## Excerpted text
※ ※ ※
[Dixielandjazz] My Worst Gig Ever
Bruce Stangeland
stangeland at earthlink.net
Mon Jan 26 19:21:52 PST 2009
Katie,
I once played outside at a church gig. My hands often get cold anyway,
but this was worse.
I had to go into their kitchen and run hot water over my hands for
several minutes.
That got me warm enough to get started. I never got to the needles of
pain point.
Cheers,
Bruce Stangeland, U of I (Urbana)
Berkeley banjoist
------------------------------
Message: 2
Date: Mon, 26 Jan 2009 10:46:17 -0800 (PST)
From: Katie Cavera <kcavera at sbcglobal.net>
Subject: [Dixielandjazz] My Worst Gig Ever
To: dixielandjazz at ml.islandnet.com
Cc: Dixieland Jazz Mailing List <dixielandjazz at ml.islandnet.com>
Message-ID: <377110.99610.qm at web82506.mail.mud.yahoo.com>
Content-Type: text/plain; charset=us-ascii
... snip...
※ ※ ※
## Given problem a
Extract every line of the records below that contains the string "dense". Matching is case-sensitive.

## Records shown
※ ※ ※
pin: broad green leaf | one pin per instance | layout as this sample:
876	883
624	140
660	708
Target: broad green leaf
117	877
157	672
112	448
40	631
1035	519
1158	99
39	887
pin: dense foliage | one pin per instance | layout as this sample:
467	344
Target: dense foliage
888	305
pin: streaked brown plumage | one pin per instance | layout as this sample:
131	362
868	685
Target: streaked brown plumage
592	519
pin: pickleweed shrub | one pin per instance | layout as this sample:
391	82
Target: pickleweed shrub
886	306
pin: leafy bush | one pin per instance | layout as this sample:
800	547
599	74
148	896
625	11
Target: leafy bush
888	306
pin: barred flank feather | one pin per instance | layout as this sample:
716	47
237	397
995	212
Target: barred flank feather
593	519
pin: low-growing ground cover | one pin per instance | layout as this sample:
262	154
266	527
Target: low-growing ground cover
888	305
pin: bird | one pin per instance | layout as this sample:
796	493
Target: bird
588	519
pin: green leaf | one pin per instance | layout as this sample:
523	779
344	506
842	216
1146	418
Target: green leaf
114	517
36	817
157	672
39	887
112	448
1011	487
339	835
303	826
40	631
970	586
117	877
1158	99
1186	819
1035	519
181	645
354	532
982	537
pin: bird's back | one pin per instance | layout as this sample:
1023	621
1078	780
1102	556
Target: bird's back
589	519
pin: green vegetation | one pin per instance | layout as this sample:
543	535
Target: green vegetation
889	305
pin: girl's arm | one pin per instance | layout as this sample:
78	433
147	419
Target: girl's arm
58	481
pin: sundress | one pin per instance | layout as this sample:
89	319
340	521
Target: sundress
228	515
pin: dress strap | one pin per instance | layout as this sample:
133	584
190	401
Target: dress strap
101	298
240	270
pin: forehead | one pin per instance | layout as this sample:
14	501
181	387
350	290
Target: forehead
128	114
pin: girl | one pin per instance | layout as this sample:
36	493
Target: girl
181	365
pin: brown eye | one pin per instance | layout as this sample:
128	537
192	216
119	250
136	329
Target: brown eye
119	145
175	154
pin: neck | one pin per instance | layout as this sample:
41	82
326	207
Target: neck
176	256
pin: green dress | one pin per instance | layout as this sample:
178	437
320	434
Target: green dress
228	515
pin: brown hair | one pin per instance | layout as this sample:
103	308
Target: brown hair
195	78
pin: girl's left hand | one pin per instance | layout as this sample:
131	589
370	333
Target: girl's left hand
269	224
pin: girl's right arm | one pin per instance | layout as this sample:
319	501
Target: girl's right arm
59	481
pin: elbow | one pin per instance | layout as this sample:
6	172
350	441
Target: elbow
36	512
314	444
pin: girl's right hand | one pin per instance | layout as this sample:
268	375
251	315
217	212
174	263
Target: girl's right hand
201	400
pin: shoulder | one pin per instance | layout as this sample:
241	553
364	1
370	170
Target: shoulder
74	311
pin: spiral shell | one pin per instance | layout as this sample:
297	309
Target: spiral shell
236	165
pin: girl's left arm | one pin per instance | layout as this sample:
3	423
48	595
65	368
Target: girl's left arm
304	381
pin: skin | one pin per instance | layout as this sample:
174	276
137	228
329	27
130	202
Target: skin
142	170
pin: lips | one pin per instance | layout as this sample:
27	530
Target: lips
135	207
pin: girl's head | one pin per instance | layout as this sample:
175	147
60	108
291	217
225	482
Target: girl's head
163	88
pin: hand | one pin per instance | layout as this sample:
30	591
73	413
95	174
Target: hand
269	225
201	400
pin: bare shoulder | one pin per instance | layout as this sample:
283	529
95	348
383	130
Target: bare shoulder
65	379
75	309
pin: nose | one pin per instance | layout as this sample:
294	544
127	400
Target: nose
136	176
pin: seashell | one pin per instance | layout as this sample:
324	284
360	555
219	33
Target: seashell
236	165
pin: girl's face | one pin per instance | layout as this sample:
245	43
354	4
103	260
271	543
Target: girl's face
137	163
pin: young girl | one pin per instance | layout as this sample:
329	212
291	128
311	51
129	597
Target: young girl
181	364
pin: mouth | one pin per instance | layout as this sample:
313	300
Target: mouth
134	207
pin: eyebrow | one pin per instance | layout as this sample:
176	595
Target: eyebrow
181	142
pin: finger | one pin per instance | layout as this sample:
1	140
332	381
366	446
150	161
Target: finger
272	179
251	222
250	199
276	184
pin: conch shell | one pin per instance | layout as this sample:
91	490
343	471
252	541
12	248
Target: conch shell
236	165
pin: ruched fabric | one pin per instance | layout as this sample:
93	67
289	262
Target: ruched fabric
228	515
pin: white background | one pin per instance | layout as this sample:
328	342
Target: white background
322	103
※ ※ ※
## Given problem b
Duplicate the part of the mailing list post above that begins with the words containing "I had to go" and ends with "10:46:17 -0800 (PST)".

## Full output a
pin: dense foliage | one pin per instance | layout as this sample:
Target: dense foliage

## Full output b
I had to go into their kitchen and run hot water over my hands for
several minutes.
That got me warm enough to get started. I never got to the needles of
pain point.
Cheers,
Bruce Stangeland, U of I (Urbana)
Berkeley banjoist
------------------------------
Message: 2
Date: Mon, 26 Jan 2009 10:46:17 -0800 (PST)